WORK REQUIRED
Skip the pictures. Transcribe the rest of the data below without changing a word.

- Opening Delimiter -

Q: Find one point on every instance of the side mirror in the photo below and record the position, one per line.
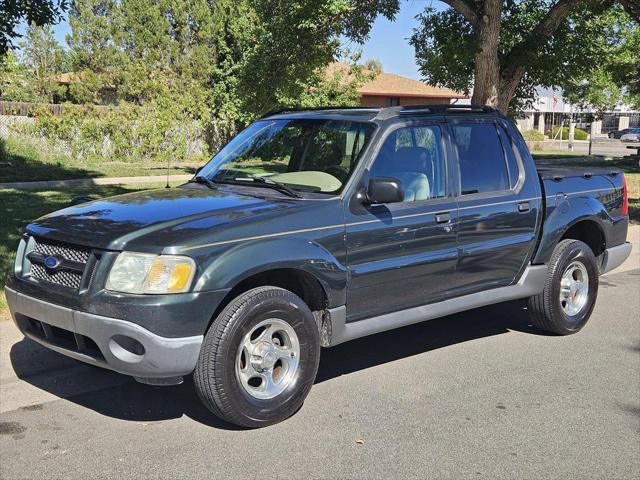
(384, 190)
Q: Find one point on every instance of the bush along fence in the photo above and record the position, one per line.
(129, 133)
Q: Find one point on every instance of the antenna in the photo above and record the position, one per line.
(167, 185)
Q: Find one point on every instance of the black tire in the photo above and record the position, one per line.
(545, 309)
(215, 376)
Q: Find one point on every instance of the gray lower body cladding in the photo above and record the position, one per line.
(102, 341)
(531, 283)
(615, 256)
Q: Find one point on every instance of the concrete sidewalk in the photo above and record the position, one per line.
(88, 182)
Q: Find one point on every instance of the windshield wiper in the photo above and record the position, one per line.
(204, 181)
(270, 183)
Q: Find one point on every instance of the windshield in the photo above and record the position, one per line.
(305, 155)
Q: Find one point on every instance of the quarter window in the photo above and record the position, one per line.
(483, 167)
(414, 156)
(512, 163)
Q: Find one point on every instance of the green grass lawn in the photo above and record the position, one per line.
(19, 207)
(24, 162)
(556, 154)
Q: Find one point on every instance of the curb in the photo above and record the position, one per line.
(88, 182)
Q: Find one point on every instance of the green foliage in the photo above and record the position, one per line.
(447, 45)
(36, 12)
(373, 65)
(124, 133)
(578, 134)
(157, 79)
(616, 77)
(533, 136)
(15, 80)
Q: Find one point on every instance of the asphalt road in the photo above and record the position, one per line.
(475, 395)
(602, 146)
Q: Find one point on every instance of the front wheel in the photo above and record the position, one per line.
(259, 358)
(570, 292)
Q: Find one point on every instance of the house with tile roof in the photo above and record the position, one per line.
(389, 90)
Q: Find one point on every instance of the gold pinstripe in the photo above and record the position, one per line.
(364, 222)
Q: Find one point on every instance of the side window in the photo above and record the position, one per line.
(512, 163)
(482, 164)
(414, 156)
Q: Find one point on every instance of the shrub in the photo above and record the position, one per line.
(125, 133)
(579, 134)
(533, 136)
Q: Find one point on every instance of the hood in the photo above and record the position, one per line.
(114, 222)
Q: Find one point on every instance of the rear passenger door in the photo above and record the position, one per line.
(498, 204)
(404, 254)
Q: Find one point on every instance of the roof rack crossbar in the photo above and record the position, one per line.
(307, 109)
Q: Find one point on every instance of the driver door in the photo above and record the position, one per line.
(404, 254)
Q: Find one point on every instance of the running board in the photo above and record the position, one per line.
(531, 283)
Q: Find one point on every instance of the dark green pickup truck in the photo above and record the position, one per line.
(309, 229)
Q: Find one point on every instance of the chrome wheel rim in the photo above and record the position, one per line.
(574, 288)
(268, 358)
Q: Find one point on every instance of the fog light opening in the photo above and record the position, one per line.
(126, 348)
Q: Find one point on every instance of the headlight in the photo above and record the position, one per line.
(147, 273)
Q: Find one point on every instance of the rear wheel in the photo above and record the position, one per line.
(570, 292)
(259, 358)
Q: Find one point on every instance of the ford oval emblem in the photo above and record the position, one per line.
(51, 262)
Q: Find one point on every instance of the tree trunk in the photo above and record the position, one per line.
(486, 82)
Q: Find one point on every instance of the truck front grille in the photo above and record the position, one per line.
(61, 277)
(69, 252)
(73, 263)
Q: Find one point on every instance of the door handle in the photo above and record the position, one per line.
(443, 217)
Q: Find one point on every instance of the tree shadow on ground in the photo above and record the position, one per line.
(25, 164)
(15, 167)
(119, 396)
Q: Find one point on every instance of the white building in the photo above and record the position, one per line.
(551, 109)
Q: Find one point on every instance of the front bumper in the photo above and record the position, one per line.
(615, 256)
(102, 341)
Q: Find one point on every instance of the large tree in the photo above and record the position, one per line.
(503, 49)
(36, 12)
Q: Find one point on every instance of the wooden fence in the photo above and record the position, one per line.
(22, 109)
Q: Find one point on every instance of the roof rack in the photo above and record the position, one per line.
(389, 112)
(307, 109)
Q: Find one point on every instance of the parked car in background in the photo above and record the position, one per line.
(310, 229)
(618, 133)
(632, 136)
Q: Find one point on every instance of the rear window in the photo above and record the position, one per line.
(483, 167)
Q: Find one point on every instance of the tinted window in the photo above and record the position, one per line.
(414, 156)
(482, 163)
(512, 163)
(308, 155)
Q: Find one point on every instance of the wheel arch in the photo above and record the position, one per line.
(577, 219)
(301, 266)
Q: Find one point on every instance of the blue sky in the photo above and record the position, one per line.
(388, 41)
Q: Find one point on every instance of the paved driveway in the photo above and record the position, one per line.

- Closing Delimiter -

EXERCISE OUTPUT
Q: Find one point on every instance of the side mirror in the photo below and record the position, one per line.
(384, 190)
Q: Find one point on every instance of the bush along fence in the photo above and record the position, one per line.
(129, 133)
Q: Find one point on every instance of the antenna in the photo above and record the position, one per line.
(167, 185)
Q: Find one point on every instance of the black tire in the photo above and record the position, one per line.
(545, 309)
(215, 376)
Q: Find one point on every instance of the gray lower body cladding in the photo above and record the position, one per line.
(102, 341)
(531, 283)
(615, 256)
Q: Find one point on every instance of the concrete sidewalk in the photo above and record the position, one per line.
(88, 182)
Q: Find one point on every instance of the windshield wiper in the photo above and record the position, one per line.
(204, 181)
(270, 183)
Q: Find one point on every instance of the windshield in the photo above and record the position, one per line.
(305, 155)
Q: Find one point on every instance of the quarter window in the photo above and record the position, one per line.
(483, 167)
(414, 156)
(512, 163)
Q: Find one point on every instance of the green grass lawn in the photo above and record the position, one per line.
(19, 207)
(24, 162)
(556, 154)
Q: Find one point on every instance of the curb in the photo above and record the position, one per line.
(88, 182)
Q: Find one point on every instance of the green foliage in the photo above and record the position, one per line.
(447, 45)
(36, 12)
(373, 65)
(124, 133)
(578, 134)
(157, 79)
(616, 77)
(533, 136)
(15, 80)
Q: Find one point on every instance of the asphalt road in the photo above and record the position, one per line.
(475, 395)
(602, 146)
Q: Find one point on every instance of the front wheel in the photo above and record the position, one per line.
(259, 358)
(570, 292)
Q: Find one point on every instance of the house with tile roof in the photo above and record the position, one per line.
(389, 90)
Q: Find one point on every instance of the gold pinstripe in the photo above and record the position, one per line.
(364, 222)
Q: Find one point on every instance of the side window in the photo above and record the position, one per line.
(512, 163)
(482, 164)
(414, 156)
Q: Find one point on every instance of the shrub in the photo above and record the position, one per line.
(125, 133)
(579, 134)
(533, 136)
Q: Find one point on every instance of the hood in the photo above and record the position, one per line.
(114, 222)
Q: Find one point on every instance of the rear passenger door in the photo above and record the position, one per line.
(498, 204)
(404, 254)
Q: Find one point on every instance of the roof rack crossbar in the photo above and record the position, one per line.
(307, 109)
Q: Find one point on every instance of the driver door in the photo above and record the position, one per line.
(404, 254)
Q: Find one point on every instance of the running board in the photo above and record the position, one per line.
(531, 283)
Q: Find one point on every instance of the dark green pickup truck in the photo above and record the position, one per line.
(309, 229)
Q: Find one point on every instance of the chrome wheel rim in the photo above and record the position, one per line.
(574, 288)
(268, 358)
Q: Find one point on every instance of the fog light opening in the photo above and record the position, one per line.
(126, 348)
Q: Find one point on every instance of the headlight in the photo above and record the position, one per line.
(147, 273)
Q: Find one point on every instance of the rear wheel in the photo above and record the position, one per line.
(570, 292)
(259, 358)
Q: Find one point on every instance of the ford oval emblem in the photo above and record the position, one per line.
(51, 262)
Q: Find one point on every instance of the tree trunk in the photo above and record the position, one per line.
(486, 82)
Q: Find one point on every instance of the truck front grille in the photo above and record the position, one per line.
(61, 277)
(69, 252)
(73, 263)
Q: Find one point on every instance of the door handle in the photo above and record the position, one per line.
(443, 217)
Q: Find one point on every instance of the tree shadow on ground in the photo above and record the position, one per line.
(25, 164)
(15, 167)
(119, 396)
Q: Find one point on every instance of the white building in the photo above and record the position, one per line.
(551, 109)
Q: Find one point on every instance of the front bumper in the photo above and record the position, one per line.
(615, 256)
(102, 341)
Q: Find one point on every instance of the large tree in the photo above and record the position, one per line.
(503, 49)
(36, 12)
Q: Find one point on every instance of the wooden fence in the photo above and record the position, one per line.
(22, 109)
Q: Find one point on every instance of the roof rack in the photo above and record the position, one per line.
(389, 112)
(307, 109)
Q: Find one point on every instance of the parked car in background in the photo above and record the position, one per line.
(310, 229)
(618, 133)
(632, 136)
Q: Find one point on every instance of the rear window in the photo above and record the position, one per line.
(483, 167)
Q: Find one point on every instance of the tinted window in the photo above and record the position, one per line.
(414, 156)
(482, 163)
(512, 163)
(308, 155)
Q: Find one point on every instance of the wheel arch in the photo above and record the position, one per line.
(577, 219)
(301, 266)
Q: Find one point on every instance of the blue sky in the photo above and record the position, one per line.
(388, 41)
Q: Find one point on every instance of the paved driveway in the photo above and record the position, one per line.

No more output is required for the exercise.